▶ _Aim a_
In the stored entries further down, rewrite as a JSON list of strings, one per line and with blank lines left out, the lines starting with the one containing "Check the image above for the presence of any person" and going on through the one containing "[96,79,120,115]".

Monday, February 8, 2010

Economic news. For those that are still working in the private sector.

(I decided not to do a bunch of small posts. Neil Barofsky and the retirement account links below are most interesting.)
Japan's triple-A rating foreign credit rating has been downgraded. While this is not a major event, the article above states that this action by Moody's investor service could cause people to question the creditworthiness of other nations.

The value of outstanding Japanese government debt is more than 170 percent of gross domestic product, making it the most indebted government in the Organization for Economic Co-operation and Development, a club of industrialized nations. The debt burden is a legacy of massive government spending to cushion the economy during a decade of deflation that began in the 1990s.[...]Still, Moody's cited the level of debt, the expansion of government spending and the crumbling economy as reasons for its new rating.'Given the size of Japan's overall public deficit it obviously should not enjoy the highest rating. Japan has fiscal obligations which will span generations but it is certainly not a dire outlook,' Glenn Maguire, economist at Societe Generale in Hong Kong.

▶ _Aim b_
Reproduce the passage from the economic news post above word for word, starting with "Monday, February 8, 2010" and going on through "are most interesting.)".

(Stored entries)
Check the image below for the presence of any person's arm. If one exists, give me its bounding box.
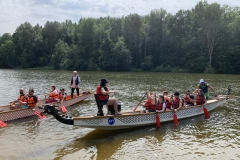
[78,76,81,86]
[161,102,166,112]
[208,85,215,93]
[174,99,183,112]
[101,87,115,95]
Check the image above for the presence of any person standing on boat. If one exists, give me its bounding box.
[70,71,81,98]
[10,88,27,109]
[58,88,67,104]
[163,91,172,111]
[171,92,184,112]
[27,88,38,109]
[193,89,207,105]
[46,85,59,103]
[156,95,166,112]
[184,90,195,108]
[96,79,120,115]
[198,79,215,100]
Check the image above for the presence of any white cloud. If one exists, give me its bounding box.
[0,0,240,35]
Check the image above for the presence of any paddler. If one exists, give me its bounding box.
[10,88,27,109]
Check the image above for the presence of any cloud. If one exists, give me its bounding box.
[0,0,240,35]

▶ _Solution a_
[
  "Check the image above for the presence of any person standing on boat. If one exists, give me its bounding box.",
  "[70,71,81,98]",
  "[10,88,27,109]",
  "[58,88,67,104]",
  "[163,91,172,111]",
  "[171,92,184,112]",
  "[27,88,38,109]",
  "[193,89,207,105]",
  "[46,85,59,103]",
  "[156,95,166,112]",
  "[184,90,195,108]",
  "[96,79,120,115]"
]

▶ _Solution b_
Monday, February 8, 2010

Economic news. For those that are still working in the private sector.

(I decided not to do a bunch of small posts. Neil Barofsky and the retirement account links below are most interesting.)